[A block of data]
○ ○ ○
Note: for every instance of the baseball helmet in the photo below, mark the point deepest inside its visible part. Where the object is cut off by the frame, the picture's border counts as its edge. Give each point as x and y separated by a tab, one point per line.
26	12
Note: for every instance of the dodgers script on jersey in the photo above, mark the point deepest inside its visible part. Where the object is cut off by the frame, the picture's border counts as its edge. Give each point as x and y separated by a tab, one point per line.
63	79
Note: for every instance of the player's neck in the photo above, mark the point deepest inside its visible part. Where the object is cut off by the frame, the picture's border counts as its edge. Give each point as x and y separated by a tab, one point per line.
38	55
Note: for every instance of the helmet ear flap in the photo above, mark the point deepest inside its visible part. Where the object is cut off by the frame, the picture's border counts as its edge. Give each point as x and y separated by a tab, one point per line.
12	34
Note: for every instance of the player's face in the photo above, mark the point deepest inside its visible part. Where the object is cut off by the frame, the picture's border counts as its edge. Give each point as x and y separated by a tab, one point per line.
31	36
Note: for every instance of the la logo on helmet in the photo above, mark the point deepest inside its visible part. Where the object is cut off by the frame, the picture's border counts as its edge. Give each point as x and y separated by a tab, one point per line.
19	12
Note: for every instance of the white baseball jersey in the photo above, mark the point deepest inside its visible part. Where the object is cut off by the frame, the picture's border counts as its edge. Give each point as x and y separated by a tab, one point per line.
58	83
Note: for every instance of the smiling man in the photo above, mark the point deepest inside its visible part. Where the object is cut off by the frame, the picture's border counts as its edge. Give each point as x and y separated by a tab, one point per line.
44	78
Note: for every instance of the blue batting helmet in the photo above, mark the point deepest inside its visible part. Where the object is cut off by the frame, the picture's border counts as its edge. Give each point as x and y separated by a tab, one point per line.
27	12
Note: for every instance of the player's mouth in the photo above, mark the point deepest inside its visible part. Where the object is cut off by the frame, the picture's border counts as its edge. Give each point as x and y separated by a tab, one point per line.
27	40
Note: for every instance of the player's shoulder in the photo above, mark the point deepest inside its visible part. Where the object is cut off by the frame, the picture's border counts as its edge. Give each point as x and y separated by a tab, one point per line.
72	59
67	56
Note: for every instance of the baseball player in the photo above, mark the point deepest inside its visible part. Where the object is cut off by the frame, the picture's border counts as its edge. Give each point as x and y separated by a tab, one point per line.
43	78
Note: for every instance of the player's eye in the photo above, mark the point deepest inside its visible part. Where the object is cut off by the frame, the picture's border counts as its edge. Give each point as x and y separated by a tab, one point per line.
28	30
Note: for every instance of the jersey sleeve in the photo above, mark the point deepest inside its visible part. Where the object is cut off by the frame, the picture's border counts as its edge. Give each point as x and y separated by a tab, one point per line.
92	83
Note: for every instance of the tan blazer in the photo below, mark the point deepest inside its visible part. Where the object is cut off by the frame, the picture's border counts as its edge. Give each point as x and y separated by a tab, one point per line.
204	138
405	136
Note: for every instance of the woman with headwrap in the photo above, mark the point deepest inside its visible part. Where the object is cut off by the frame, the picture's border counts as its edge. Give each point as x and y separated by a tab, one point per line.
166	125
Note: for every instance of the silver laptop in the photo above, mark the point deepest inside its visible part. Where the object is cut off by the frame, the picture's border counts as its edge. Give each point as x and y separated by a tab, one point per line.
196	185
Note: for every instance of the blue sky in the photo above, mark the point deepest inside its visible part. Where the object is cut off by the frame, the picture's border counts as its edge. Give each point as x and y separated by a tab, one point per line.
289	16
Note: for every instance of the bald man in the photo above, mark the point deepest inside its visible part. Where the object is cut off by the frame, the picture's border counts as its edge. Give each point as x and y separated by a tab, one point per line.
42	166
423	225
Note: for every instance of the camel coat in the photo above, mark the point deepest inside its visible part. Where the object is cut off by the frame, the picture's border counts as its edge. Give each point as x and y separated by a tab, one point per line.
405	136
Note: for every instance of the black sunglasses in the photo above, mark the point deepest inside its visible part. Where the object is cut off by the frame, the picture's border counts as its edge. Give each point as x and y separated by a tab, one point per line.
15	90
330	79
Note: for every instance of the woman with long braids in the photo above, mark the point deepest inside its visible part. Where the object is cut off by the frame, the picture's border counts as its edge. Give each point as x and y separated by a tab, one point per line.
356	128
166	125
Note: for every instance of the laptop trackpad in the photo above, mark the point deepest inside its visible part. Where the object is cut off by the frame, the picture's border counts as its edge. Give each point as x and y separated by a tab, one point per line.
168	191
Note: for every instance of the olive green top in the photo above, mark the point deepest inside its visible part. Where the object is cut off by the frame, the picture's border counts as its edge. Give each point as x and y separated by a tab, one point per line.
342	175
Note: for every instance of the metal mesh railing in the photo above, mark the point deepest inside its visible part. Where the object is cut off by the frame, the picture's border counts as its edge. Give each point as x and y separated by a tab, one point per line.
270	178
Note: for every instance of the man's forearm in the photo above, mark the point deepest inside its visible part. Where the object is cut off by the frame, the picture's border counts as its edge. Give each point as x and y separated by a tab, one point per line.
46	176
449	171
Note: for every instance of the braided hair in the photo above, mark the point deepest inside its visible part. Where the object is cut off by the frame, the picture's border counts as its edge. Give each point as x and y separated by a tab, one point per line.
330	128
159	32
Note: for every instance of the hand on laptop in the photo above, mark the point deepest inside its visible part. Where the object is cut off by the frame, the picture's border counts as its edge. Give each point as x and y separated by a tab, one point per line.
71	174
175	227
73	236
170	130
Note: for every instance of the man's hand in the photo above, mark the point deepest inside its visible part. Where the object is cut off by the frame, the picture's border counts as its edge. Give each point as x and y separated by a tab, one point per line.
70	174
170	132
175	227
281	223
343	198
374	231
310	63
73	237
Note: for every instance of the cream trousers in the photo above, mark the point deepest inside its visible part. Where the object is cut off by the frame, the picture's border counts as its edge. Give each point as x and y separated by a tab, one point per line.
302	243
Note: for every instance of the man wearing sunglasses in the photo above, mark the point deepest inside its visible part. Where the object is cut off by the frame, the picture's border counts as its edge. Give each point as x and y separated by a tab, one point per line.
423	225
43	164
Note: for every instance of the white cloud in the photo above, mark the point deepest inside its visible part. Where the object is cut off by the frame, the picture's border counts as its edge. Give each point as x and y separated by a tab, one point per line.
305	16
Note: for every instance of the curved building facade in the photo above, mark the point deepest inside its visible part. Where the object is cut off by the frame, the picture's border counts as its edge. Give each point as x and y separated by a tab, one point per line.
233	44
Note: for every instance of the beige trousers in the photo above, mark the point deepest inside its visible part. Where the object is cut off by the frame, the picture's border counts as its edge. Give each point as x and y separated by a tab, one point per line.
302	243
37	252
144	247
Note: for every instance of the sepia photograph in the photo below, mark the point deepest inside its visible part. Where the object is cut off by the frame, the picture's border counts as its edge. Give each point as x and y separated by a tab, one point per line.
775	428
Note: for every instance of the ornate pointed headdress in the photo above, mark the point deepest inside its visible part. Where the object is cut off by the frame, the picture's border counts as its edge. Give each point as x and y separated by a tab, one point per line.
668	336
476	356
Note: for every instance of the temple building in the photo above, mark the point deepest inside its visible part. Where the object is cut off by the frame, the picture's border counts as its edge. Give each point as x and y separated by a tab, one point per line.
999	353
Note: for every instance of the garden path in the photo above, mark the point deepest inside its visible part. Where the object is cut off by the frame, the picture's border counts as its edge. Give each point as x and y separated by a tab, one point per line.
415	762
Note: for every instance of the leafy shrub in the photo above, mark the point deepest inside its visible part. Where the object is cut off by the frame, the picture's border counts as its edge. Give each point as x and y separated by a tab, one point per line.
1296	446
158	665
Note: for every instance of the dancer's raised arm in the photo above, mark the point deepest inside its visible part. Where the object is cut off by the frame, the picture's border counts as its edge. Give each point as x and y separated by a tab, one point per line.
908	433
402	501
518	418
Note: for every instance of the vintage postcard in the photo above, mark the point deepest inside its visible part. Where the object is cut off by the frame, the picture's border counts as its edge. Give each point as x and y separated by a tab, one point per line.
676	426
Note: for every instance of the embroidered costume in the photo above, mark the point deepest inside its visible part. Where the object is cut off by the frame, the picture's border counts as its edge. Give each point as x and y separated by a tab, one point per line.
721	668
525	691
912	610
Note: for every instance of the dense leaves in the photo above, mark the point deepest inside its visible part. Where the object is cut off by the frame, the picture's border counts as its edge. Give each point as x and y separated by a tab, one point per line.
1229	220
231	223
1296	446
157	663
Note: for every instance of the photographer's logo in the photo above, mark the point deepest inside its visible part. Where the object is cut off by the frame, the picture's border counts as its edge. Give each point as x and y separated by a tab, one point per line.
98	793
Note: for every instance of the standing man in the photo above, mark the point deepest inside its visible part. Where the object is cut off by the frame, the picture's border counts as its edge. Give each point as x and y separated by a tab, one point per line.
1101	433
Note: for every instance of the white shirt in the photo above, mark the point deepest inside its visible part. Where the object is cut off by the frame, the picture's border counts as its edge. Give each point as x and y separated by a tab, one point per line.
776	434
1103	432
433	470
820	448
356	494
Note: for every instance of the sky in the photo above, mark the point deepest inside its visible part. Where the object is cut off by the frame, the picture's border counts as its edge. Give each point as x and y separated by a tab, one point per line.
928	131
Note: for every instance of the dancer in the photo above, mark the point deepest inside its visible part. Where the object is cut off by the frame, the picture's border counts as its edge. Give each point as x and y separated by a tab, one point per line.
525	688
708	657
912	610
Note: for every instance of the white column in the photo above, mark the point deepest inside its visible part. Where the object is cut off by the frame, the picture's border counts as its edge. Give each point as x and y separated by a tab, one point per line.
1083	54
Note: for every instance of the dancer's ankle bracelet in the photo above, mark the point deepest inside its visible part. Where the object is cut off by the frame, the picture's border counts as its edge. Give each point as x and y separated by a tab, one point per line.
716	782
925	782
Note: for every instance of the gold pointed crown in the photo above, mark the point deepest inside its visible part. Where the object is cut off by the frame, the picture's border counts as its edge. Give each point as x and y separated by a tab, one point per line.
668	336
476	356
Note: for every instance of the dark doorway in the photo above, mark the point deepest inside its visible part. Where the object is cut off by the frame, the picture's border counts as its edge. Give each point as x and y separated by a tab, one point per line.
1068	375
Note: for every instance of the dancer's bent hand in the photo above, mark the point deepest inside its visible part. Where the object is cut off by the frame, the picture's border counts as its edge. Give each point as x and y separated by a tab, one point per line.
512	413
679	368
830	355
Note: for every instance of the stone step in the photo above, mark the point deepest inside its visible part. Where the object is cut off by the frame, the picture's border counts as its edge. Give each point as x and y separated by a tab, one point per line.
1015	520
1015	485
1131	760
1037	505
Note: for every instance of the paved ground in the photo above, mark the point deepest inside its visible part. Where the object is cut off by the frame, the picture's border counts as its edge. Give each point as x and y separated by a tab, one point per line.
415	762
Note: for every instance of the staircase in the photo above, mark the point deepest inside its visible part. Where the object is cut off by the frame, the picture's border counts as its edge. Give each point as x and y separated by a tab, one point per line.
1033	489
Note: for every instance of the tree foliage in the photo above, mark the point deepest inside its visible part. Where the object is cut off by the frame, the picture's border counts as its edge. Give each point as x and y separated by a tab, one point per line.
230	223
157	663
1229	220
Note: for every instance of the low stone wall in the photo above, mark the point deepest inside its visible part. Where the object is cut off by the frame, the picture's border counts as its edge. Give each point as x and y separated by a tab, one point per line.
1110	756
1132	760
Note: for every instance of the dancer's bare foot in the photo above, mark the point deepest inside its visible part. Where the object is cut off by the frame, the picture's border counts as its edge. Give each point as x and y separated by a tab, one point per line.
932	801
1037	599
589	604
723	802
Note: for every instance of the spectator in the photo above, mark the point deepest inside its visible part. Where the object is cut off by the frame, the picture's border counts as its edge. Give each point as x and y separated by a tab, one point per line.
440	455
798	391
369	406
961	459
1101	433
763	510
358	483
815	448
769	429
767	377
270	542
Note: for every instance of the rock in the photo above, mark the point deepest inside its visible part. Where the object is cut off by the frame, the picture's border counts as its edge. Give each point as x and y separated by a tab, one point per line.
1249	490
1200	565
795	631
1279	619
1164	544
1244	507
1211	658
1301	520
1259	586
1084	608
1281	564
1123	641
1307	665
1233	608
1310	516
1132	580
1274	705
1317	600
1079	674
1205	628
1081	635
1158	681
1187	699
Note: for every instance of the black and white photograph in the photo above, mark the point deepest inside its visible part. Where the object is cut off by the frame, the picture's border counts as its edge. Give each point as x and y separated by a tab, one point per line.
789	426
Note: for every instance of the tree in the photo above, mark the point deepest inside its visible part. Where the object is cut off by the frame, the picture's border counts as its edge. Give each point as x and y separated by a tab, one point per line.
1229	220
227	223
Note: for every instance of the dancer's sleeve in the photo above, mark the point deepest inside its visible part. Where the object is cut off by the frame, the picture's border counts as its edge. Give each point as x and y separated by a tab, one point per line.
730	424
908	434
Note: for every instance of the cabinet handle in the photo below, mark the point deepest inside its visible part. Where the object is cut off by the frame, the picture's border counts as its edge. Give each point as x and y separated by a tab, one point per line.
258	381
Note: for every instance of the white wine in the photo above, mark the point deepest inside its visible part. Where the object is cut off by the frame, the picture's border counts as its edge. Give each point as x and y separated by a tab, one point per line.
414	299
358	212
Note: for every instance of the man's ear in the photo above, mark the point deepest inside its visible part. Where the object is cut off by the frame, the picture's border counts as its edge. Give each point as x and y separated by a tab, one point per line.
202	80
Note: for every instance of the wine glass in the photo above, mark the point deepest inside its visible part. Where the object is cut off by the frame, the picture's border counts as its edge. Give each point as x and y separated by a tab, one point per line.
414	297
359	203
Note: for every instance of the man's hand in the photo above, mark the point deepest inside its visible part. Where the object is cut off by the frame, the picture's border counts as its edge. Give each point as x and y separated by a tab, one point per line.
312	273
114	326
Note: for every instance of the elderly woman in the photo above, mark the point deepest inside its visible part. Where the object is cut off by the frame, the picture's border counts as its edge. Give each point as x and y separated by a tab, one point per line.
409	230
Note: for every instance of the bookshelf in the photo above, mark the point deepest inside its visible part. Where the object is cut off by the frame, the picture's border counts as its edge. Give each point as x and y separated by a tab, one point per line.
○ ○ ○
» Exercise task
Give back exactly the lines from the one containing "Note: for every instance of the man's ear" to the end of the material, both ends included.

» Solution to this problem
Note: for every instance of the man's ear in the photo above, mark the point deepest inside its visible part. Where the object is cut off by the frame, the picture's border counts as its edge. Give each point as x and y separated by a tab, one point per line.
202	80
Note: for every instance of the wine glass in the photo above, mark the point deepest inside its visible part. Where the object is cut off by the frame, the picture's border counts as its edge. Give each point as x and y separated by a tab, one point per line.
414	297
359	203
Note: for every instance of the man's hand in the photo above, mark the point deepest inside its visible part. Where the object is cut off by the frame, the picture's border counts as its edge. Give each point as x and y separated by a tab, one point per line.
312	273
114	326
Note: for every instance of the elderly woman in the photo above, mark the point deepest inside its visible part. Where the object is cut off by the frame, the picture's border counts as its edge. Give each point as x and y separated by a tab, one point per line.
409	230
Note: for every instance of the bookshelf in the photo above, mark the point deepest inside its visible part. Where the object is cut off by the frame, the picture's border counts as its edge. Give each point as x and y separated by a tab, one point per line.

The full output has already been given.